Tuesday, November 18, 2025

Tactogram, Sentuhan Teknologi Pemandu Jutaan Langkah

 

 

Kita berjalan di antara gedung dan pertokoan, melintasi taman-taman kota, dan segala fasilitas publik seperti terminal dan stasiun kereta, terasa begitu biasa. Langkah kaki kita terayun dengan mantap, tahu kemana arah berpijak. Mata kita menangkap semua tanda tanpa perlu bertanya-tanya.

Pernahkah kita berpikir, bagaimana dengan kelompok masyarakat lain -mereka yang melihat dunia dengan cara berbeda- beradaptasi dengan desain kota yang terasa wajar?

Masyarakat tunanetra, yang terhubung dengan dunia lewat suara, sentuhan dan bunyi.

━━━━━━

▶ **Petunjuk Tugas**:
1) Dalam artikel tentang Tactogram, sebutkan semua cara masyarakat tunanetra terhubung dengan dunia.
2) Teruskan artikel tentang Tactogram mulai setelah kalimat terakhirnya.
Item di bawah ini merupakan bahan terpisah dari artikel di atas.

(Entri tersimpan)
━━━━━━

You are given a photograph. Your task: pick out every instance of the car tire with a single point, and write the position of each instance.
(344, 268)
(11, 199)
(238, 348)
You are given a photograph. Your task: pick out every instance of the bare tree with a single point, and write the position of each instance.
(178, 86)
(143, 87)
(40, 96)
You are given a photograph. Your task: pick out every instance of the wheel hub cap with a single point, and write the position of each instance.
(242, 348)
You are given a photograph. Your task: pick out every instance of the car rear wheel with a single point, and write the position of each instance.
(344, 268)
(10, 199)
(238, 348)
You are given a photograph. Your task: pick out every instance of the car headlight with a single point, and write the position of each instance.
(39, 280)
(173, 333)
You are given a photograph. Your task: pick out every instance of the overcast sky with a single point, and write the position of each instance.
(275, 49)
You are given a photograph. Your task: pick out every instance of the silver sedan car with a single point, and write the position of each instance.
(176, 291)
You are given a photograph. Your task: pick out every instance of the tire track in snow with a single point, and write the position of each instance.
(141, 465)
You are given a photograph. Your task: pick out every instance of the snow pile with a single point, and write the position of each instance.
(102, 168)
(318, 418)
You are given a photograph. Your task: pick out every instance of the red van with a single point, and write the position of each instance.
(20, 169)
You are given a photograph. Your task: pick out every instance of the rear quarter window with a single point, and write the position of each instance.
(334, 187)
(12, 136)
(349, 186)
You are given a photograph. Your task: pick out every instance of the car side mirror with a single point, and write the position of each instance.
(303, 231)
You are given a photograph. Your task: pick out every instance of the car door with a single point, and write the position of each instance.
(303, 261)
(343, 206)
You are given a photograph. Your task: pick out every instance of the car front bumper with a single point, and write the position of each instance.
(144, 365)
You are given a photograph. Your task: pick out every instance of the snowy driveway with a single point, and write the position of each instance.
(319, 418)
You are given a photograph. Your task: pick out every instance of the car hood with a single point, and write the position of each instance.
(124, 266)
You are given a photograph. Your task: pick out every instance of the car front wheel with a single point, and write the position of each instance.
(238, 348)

━━━━━━

▶ **Jawaban**:
1) Suara, sentuhan, dan bunyi.

2)
Kita yang bisa melihat seringkali lupa, bahwa bagi mereka, informasi visual yang bertebaran di ruang publik -dari rambu di jalan hingga peta petunjuk- bagaikan sebuah jurang yang memisahkan mereka dari kemandirian. Desain untuk orientasi dan mobilitas yang mengandalkan mata tak pernah adil bagi tunanetra.

Salah satu dosen saya pernah berkata, seorang arsitek harus bisa menciptakan desain yang humanis, desain yang berpusat pada manusia sebagai pengguna. Artinya sebagai desainer kita harus memahami manusia, menekankan empati, termasuk mengerti apa yang diperlukan berbagai pihak termasuk kelompok rentan seperti penyandang disabilitas, lansia, sehingga menciptakan desain yang mudah diakses bagi banyak orang.

Realitanya dalam pekerjaan saya sehari-hari, desain arsitektur untuk penyandang disabilitas sering dikesampingkan atau hanya menjadi tempelan karena berbagai alasan. Adalah fakta, di banyak sudut kota, ketidakadilan untuk penyandang disabilitas dalam hal ini tunanetra masih menjadi masalah yang nyata.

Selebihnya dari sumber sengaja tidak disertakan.